(Records excerpted from a collection)
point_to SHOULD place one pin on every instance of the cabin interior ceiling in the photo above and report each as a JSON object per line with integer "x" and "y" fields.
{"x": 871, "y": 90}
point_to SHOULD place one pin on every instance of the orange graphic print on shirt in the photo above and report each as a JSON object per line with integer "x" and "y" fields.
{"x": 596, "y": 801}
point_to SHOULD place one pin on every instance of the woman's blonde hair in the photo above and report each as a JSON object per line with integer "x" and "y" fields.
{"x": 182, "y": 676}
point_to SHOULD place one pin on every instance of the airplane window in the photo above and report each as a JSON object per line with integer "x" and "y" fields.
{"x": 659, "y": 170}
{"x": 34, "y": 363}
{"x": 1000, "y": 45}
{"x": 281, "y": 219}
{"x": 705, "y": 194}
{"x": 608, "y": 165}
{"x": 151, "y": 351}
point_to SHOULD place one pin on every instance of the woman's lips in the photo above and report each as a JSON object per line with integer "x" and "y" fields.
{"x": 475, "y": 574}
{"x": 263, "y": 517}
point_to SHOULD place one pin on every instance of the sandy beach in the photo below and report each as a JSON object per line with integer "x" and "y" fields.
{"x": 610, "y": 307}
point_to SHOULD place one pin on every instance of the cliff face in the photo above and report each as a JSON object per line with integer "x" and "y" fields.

» **What to work on**
Repeat every record above exactly as it appears.

» **Solution to the exercise**
point_to SHOULD place one pin on every instance of the cabin interior ceiling in the photo above and report each as a JSON object per line with integer "x" and "y" fields.
{"x": 871, "y": 90}
point_to SHOULD place one pin on every instance of the orange graphic print on shirt in the photo above and report each as a JSON object per line with integer "x" and "y" fields.
{"x": 596, "y": 801}
point_to SHOULD place one pin on every instance of the woman's blonde hair in the photo above and report each as a JSON object per line with integer "x" and "y" fields.
{"x": 182, "y": 676}
point_to SHOULD place one pin on every instance of the airplane window in the photo above and report each as a JSON object per line with integer "x" and "y" fields.
{"x": 659, "y": 170}
{"x": 34, "y": 363}
{"x": 1000, "y": 45}
{"x": 281, "y": 219}
{"x": 705, "y": 194}
{"x": 608, "y": 165}
{"x": 151, "y": 351}
point_to SHOULD place one pin on every instance of the woman's lips in the photo above and report each as a JSON object per line with integer "x" and "y" fields.
{"x": 475, "y": 574}
{"x": 263, "y": 517}
point_to SHOULD place one pin on every instance of the sandy beach in the photo below and report each as a JSON object per line with integer "x" and "y" fields.
{"x": 610, "y": 307}
point_to SHOULD place one pin on every instance of the cliff face in the photo above and report each as a JSON object per line with integer "x" and "y" fields.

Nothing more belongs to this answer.